> [What the exercise asks]:
Give back the lines of the records exactly, starting at the first and ending at the one with "positive clicks: (603, 327) (513, 253)".
--- Material provided Enclosed Below ---
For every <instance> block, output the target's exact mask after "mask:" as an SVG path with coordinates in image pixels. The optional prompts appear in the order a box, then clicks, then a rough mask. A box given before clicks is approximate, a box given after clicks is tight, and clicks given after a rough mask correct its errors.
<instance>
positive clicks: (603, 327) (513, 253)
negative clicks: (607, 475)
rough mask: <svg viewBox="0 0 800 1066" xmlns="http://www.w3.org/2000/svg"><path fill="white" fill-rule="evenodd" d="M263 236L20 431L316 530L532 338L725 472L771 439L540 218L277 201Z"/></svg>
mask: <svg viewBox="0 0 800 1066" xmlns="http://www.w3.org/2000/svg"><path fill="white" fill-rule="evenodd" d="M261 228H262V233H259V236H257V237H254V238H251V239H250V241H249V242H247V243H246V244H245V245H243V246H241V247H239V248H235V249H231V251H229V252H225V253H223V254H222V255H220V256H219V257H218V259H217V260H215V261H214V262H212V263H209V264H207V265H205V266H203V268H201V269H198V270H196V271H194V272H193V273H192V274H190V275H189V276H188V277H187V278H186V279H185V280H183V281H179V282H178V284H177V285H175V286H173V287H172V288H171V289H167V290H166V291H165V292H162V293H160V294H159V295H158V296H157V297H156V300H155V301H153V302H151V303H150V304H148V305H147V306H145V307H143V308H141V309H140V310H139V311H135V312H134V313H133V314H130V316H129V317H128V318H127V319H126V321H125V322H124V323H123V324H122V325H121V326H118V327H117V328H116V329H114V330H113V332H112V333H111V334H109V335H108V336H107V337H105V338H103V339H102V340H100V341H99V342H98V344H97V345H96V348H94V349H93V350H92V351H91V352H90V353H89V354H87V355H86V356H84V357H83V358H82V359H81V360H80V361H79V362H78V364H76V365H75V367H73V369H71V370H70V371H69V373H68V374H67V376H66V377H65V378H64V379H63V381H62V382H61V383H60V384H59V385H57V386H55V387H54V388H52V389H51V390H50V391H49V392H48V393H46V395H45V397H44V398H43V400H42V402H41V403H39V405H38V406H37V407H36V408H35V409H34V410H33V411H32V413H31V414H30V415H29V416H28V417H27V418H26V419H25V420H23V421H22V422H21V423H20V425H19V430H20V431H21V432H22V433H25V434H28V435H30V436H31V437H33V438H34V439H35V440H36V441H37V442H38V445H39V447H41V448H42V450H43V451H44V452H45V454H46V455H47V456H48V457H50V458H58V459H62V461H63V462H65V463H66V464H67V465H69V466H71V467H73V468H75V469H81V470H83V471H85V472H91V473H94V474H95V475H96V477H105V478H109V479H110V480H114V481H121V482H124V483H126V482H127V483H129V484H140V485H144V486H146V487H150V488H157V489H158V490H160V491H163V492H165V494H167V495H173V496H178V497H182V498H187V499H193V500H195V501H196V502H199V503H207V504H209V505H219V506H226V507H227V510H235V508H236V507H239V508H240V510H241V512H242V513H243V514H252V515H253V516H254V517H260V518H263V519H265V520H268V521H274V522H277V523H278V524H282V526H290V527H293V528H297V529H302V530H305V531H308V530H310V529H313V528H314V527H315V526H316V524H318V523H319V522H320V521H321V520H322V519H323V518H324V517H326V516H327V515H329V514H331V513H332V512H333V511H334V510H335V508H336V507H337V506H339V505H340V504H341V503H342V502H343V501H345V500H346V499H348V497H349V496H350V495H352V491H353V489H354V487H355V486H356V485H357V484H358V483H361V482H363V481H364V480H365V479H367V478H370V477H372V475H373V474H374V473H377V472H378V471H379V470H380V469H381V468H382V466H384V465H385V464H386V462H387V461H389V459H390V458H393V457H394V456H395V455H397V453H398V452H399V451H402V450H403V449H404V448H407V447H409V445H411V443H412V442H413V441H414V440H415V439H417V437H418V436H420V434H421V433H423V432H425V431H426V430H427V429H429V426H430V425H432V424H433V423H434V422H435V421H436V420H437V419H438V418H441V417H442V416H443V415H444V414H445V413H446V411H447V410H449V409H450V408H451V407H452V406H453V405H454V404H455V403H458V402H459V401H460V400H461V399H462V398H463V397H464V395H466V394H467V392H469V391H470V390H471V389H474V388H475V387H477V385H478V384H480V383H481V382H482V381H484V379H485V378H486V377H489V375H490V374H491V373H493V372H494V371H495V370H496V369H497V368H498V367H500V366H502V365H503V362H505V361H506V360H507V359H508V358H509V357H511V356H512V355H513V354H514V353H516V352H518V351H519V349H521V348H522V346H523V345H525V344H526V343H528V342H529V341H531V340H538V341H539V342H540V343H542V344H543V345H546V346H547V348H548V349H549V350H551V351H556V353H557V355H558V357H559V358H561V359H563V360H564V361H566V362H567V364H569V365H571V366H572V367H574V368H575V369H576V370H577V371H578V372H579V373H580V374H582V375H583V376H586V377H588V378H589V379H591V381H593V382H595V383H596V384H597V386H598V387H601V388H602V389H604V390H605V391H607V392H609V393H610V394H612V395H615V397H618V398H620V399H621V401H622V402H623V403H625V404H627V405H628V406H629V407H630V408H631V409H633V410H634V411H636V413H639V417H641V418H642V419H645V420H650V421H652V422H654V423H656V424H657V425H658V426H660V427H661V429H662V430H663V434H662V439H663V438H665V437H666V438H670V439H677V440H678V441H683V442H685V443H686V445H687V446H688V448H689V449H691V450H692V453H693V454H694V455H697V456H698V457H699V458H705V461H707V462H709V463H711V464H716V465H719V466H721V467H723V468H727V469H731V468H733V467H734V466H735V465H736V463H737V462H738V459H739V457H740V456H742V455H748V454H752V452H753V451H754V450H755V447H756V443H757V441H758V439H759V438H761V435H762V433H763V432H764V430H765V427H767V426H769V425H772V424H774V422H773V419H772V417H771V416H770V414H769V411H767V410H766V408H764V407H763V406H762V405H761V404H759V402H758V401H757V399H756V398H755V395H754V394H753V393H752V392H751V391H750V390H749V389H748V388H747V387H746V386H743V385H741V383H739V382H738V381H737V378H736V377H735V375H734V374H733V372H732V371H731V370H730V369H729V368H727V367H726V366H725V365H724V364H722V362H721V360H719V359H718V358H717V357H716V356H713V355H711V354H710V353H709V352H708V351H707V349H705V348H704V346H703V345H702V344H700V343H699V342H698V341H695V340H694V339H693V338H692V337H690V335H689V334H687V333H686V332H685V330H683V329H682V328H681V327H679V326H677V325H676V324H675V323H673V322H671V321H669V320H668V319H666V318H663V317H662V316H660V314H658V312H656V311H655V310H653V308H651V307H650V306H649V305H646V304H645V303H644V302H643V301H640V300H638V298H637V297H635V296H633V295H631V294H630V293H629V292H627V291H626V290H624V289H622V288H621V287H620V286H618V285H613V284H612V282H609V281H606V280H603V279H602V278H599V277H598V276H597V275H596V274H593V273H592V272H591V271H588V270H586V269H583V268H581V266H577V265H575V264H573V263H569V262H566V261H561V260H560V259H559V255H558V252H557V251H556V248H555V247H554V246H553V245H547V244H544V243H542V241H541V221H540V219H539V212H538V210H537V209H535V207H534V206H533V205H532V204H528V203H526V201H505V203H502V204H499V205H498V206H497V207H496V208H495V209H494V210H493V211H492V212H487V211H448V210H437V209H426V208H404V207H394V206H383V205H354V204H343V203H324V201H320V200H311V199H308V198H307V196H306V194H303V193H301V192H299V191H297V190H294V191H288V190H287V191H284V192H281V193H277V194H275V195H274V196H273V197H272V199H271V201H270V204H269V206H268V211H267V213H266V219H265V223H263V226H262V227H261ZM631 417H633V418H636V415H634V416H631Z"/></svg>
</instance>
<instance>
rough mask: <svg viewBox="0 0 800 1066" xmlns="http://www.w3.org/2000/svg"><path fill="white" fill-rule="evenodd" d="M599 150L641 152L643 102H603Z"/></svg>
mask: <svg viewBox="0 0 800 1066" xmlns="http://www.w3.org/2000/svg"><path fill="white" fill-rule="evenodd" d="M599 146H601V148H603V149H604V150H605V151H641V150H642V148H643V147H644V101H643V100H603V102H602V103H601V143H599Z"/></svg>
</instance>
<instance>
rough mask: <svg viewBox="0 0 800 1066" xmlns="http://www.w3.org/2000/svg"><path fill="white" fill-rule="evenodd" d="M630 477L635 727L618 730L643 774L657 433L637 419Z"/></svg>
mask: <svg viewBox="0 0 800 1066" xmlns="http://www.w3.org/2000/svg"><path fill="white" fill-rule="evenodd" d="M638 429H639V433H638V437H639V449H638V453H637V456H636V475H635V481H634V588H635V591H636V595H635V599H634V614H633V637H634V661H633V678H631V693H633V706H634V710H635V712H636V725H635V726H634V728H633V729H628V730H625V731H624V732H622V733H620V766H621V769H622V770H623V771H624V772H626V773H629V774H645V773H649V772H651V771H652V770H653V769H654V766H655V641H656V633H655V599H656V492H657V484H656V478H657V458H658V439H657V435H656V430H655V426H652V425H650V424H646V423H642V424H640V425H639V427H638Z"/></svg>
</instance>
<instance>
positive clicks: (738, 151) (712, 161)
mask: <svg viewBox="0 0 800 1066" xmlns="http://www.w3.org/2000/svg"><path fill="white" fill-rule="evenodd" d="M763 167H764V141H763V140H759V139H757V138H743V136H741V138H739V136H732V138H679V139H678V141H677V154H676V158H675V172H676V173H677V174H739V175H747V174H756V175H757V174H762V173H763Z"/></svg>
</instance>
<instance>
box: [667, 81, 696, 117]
--- End of Enclosed Material provided ---
> [Written solution]:
For every <instance> block, output the target's exact mask after "mask:" as an SVG path with coordinates in image pixels. The optional prompts appear in the order a box, then clicks, then a rough mask. A box given before clicks is approximate, a box given after clicks is tight, and clicks given after a rough mask correct its errors.
<instance>
positive clicks: (603, 327) (513, 253)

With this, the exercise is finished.